EXERCISE GOAL: Reproduce every entry below verbatim, keeping each line unchanged and in its original order.

★ ★ ★ ★ ★ ★ ★

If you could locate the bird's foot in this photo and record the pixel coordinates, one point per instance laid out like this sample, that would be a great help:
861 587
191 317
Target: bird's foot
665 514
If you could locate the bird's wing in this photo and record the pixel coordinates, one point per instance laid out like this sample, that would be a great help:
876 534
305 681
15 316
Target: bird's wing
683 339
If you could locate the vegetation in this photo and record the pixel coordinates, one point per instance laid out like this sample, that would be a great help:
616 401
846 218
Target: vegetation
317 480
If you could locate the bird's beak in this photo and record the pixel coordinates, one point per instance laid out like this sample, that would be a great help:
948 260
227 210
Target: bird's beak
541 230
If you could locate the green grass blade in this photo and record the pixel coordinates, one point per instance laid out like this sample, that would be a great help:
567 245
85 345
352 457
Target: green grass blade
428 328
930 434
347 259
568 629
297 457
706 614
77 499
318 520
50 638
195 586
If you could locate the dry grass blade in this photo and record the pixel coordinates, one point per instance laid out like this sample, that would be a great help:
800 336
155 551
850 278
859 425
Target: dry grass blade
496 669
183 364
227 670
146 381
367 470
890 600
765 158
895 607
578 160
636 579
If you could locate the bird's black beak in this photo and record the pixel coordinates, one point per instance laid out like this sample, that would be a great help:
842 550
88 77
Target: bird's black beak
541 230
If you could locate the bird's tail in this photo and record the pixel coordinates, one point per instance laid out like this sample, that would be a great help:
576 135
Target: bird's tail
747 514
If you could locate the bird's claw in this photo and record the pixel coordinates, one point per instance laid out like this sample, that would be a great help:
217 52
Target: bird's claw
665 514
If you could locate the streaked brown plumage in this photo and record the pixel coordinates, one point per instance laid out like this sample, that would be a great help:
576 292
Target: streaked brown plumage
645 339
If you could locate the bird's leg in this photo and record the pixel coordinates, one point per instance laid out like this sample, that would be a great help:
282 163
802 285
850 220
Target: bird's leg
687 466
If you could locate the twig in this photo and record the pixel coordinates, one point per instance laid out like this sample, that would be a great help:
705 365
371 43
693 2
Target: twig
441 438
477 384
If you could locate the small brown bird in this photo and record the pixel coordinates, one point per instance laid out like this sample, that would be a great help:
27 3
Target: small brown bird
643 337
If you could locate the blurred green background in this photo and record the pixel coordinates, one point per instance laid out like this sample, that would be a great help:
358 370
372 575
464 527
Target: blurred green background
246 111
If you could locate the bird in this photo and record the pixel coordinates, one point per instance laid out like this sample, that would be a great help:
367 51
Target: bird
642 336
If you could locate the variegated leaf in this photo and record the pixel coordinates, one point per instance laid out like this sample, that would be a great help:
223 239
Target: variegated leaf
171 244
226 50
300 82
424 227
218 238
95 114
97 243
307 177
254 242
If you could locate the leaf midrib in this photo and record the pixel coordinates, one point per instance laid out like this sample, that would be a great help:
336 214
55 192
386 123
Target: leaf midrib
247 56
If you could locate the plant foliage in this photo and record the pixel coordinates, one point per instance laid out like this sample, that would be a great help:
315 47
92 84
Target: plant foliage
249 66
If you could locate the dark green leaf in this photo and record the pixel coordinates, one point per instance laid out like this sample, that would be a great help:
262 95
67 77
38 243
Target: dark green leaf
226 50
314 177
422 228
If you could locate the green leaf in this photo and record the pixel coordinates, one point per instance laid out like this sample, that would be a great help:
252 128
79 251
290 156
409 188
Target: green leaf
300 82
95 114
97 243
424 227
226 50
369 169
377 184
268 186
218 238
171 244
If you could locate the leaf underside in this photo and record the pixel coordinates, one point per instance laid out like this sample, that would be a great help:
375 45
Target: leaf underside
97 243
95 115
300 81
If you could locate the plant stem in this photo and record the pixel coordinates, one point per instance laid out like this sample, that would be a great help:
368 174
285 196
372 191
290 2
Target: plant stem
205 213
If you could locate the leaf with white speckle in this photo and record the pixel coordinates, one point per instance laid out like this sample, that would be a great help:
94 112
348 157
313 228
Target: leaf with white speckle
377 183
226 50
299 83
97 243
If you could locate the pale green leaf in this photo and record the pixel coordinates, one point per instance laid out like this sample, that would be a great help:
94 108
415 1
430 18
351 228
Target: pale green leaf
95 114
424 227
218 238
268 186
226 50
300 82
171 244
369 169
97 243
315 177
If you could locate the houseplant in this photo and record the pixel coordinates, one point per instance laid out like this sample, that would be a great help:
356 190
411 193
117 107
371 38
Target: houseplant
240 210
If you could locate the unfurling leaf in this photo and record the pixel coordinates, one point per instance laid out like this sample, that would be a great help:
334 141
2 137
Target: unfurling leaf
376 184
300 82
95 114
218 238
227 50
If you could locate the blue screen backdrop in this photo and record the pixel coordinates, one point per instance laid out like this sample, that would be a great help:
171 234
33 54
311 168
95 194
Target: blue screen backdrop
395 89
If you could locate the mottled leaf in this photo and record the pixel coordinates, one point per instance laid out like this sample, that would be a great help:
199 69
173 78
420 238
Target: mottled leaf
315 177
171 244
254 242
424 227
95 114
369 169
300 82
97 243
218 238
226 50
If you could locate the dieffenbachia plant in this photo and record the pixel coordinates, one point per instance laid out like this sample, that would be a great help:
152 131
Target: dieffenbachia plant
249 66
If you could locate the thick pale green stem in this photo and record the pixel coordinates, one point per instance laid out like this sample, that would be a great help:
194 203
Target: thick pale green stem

★ ★ ★ ★ ★ ★ ★

REPLY:
If you could locate the bird's foot in this photo and record the pixel coordinates, one point per instance laid out like this sample, that would be a great help:
861 587
191 317
Target: bird's foot
665 514
If you could locate the bird's wing in this photo and record the pixel coordinates, one point per instance laid out like this sample, that would be a great help:
876 534
305 681
15 316
Target: bird's wing
683 339
If you could locate the vegetation in this photo and record the pixel coordinates, one point per instance laid out like this sample, that would be a great help:
616 401
846 218
Target: vegetation
317 480
If you could locate the bird's beak in this photo and record the pixel coordinates, one point per instance laid out like this sample, that would be a great help:
948 260
227 210
Target: bird's beak
541 230
If you could locate the green grass blade in this photo and record the pixel coordinates, one point per instance laid out like this sample, that would be a great help:
567 245
85 345
352 457
Target: green grass blade
428 328
930 434
347 259
568 629
297 457
706 614
77 499
318 520
50 638
195 586
If you could locate the dry grass blade in this photo and record the pixel coordinates, one point per instance laid out like this sample, that would be a great help:
800 336
155 551
850 278
859 425
Target: dry grass blade
496 669
183 364
227 670
146 381
367 470
890 600
765 158
895 607
578 160
636 579
If you could locate the bird's black beak in this photo and record the pixel coordinates, one point per instance laid out like this sample, that would be a great help:
842 550
88 77
Target: bird's black beak
541 230
If you could locate the bird's tail in this photo and record the pixel coordinates, one point per instance laid out like this sample, that would be a great help:
576 135
Target: bird's tail
747 514
If you could locate the bird's claw in this photo and record the pixel coordinates, one point per instance laid out like this sample, that would be a great help:
217 52
Target: bird's claw
665 514
If you could locate the streaked brown plumage in this photo and record the pixel coordinates, one point per instance laid out like this sample, that would be a great help:
576 292
Target: streaked brown plumage
645 339
If you could locate the bird's leg in this photo and record the pixel coordinates, one point per instance laid out like this sample, that would be a great help:
282 163
802 285
850 220
Target: bird's leg
687 466
If you could locate the twig in this photo and record the pixel coordinates, one point per instance laid out like this sample, that would be a great help:
705 365
371 43
693 2
Target: twig
441 438
477 384
If you could locate the small brown bird in this photo and record the pixel coordinates, one point per instance laid out like this sample, that would be a great help:
27 3
Target: small brown bird
643 337
If you could locate the blurred green background in this photo and record the pixel coordinates, one point per instance laid out like this sample, that would be a great help:
358 370
372 575
464 527
Target: blurred green background
246 111
If you could locate the bird in this photo and record the pixel coordinates, one point per instance laid out like this sample, that would be a great help:
367 51
Target: bird
642 336
If you could locate the variegated leaf in this photo and record the pixel coordinates, one point per instance laid out like this sample, that would be a great help:
223 239
Target: variegated leaf
171 244
226 50
300 82
424 227
218 238
95 114
97 243
307 177
254 242
If you could locate the leaf midrib in this photo and record the pixel coordinates, one point per instance laid out like this sample, that would be a great help:
336 214
55 192
386 123
Target: leaf midrib
247 56
If you could locate the plant foliage in this photo and record the pixel coordinates, one point per instance laid out like this sample, that would be a great help:
315 47
92 84
Target: plant foliage
249 66
If you could locate the dark green leaf in this photo and record the pixel coordinates, one point per instance laid out like this sample, that would be a great help:
262 95
67 77
38 243
Target: dark green leaf
226 50
314 177
422 228
If you could locate the green leaf in this photo and record the pixel coordinates, one point per instance laid out like this sample, that would be a great help:
252 128
79 251
290 156
409 188
Target: green leaf
300 82
95 114
97 243
424 227
226 50
369 169
377 184
268 186
218 238
171 244
If you could locate the leaf underside in this photo and record the pixel coordinates, one point per instance laid out like this sample, that would be a great help:
375 45
Target: leaf underside
97 243
95 115
300 81
If you could locate the plant stem in this photo and record the pixel coordinates, one point per instance laid out like this sample, that would be a great help:
368 174
285 196
372 191
290 2
Target: plant stem
205 213
If you could locate the leaf with white speckle in this photo and record the pixel coordinates, one point per instance laid out like this sample, that would be a great help:
94 112
348 157
313 228
Target: leaf with white speckle
377 183
226 50
299 83
97 243
If you could locate the pale green leaf in this photo and record the pixel coordinates, one point per instance laid out like this sample, that would be a great help:
94 108
415 1
430 18
351 228
Target: pale green leaf
95 114
424 227
218 238
268 186
226 50
300 82
171 244
369 169
97 243
315 177
If you could locate the houseplant in this photo and record the pixel coordinates, one point per instance laid out like this sample, that would be a great help:
356 190
411 193
117 107
371 38
Target: houseplant
240 210
If you could locate the unfurling leaf in this photo and record the pixel coordinates, one point per instance laid out like this sample, that would be a great help:
334 141
2 137
Target: unfurling leaf
376 184
300 82
95 114
218 238
227 50
If you could locate the blue screen backdrop in this photo and record the pixel coordinates, one point per instance laid out like this sample, that would be a great help:
171 234
33 54
311 168
95 194
Target: blue screen backdrop
395 89
If you could locate the mottled leaf in this photo and record the pixel coordinates, one point per instance laid out like this sample, that would be a great help:
199 69
173 78
420 238
Target: mottled leaf
315 177
171 244
254 242
424 227
95 114
369 169
300 82
97 243
218 238
226 50
If you could locate the dieffenbachia plant in this photo and record the pixel coordinates, one point per instance laid out like this sample, that would be a great help:
152 131
Target: dieffenbachia plant
249 66
If you could locate the thick pale green stem in this photo and record the pixel coordinates, one point per instance laid out like this sample, that would be a great help:
194 203
Target: thick pale green stem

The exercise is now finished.